## [ASSIGNED TASK]
Copy out every entry precisely.

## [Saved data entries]
────
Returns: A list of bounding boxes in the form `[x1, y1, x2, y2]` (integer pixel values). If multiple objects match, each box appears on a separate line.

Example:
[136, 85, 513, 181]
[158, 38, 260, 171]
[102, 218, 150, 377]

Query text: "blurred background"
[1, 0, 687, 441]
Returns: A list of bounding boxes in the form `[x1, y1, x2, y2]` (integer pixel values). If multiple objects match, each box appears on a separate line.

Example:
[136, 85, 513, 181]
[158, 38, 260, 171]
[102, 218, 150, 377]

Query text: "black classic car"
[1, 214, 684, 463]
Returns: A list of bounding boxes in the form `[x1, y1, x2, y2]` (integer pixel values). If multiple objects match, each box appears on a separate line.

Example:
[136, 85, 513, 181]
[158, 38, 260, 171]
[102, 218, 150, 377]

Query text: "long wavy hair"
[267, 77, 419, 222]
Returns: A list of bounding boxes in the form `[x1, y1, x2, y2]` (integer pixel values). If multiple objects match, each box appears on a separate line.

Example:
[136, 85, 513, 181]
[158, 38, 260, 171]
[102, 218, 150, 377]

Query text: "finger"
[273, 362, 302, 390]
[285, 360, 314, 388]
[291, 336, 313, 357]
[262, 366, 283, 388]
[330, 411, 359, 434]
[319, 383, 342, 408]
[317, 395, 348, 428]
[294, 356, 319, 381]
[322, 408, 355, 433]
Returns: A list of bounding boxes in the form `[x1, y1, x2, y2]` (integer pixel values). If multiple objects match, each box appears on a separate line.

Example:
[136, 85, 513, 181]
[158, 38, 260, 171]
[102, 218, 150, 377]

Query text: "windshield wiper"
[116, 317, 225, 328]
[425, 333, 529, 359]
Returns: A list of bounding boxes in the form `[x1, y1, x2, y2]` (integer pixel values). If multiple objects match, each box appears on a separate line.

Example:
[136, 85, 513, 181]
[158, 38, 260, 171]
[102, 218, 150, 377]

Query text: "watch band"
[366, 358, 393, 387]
────
## [EXPECTED ANSWER]
Returns: A list of bounding boxes in the form `[x1, y1, x2, y2]` (integer pixel values). If multiple objects match, each box appears on a separate line.

Example:
[136, 85, 513, 181]
[158, 38, 260, 171]
[102, 218, 150, 377]

Query text: "blurred background"
[1, 0, 687, 441]
Returns: A list of bounding boxes in the form `[x1, y1, x2, y2]` (integer pixel values). If multiple objects match, each box appears on a separate line.

Example:
[136, 85, 513, 181]
[158, 38, 260, 171]
[102, 218, 150, 377]

Query text: "black classic car"
[1, 214, 684, 463]
Returns: A list of bounding boxes in the form `[x1, y1, x2, y2]` (integer pixel values). If multiple objects match, each box appears on a separate line.

Example:
[136, 85, 513, 181]
[158, 38, 260, 171]
[102, 218, 150, 377]

Query text: "long wavy hair"
[267, 77, 419, 222]
Returns: A list of bounding boxes in the form `[x1, y1, x2, y2]` (integer pixel values). If multiple objects match, each box appears on a separate line.

Example:
[136, 85, 513, 181]
[158, 38, 260, 171]
[102, 218, 150, 377]

Query text: "finger"
[273, 362, 302, 390]
[285, 360, 314, 388]
[291, 336, 313, 357]
[262, 366, 283, 388]
[330, 411, 359, 434]
[319, 383, 342, 408]
[317, 395, 348, 428]
[294, 356, 319, 381]
[322, 408, 355, 433]
Returns: A list of bounding boxes in the form `[x1, y1, x2, y2]` (integer pixel values). If multiple objects match, each box appears on a separate line.

Example:
[136, 85, 513, 181]
[158, 38, 260, 171]
[102, 218, 150, 377]

Query text: "windshield wiper"
[116, 317, 225, 328]
[425, 333, 529, 359]
Returns: A list of bounding boxes in the form `[x1, y1, x2, y2]` (integer pixel values). If multiple objects match, each box appears on a separate line.

Example:
[136, 85, 513, 181]
[158, 38, 260, 171]
[102, 218, 150, 377]

Query text: "watch band"
[366, 358, 393, 387]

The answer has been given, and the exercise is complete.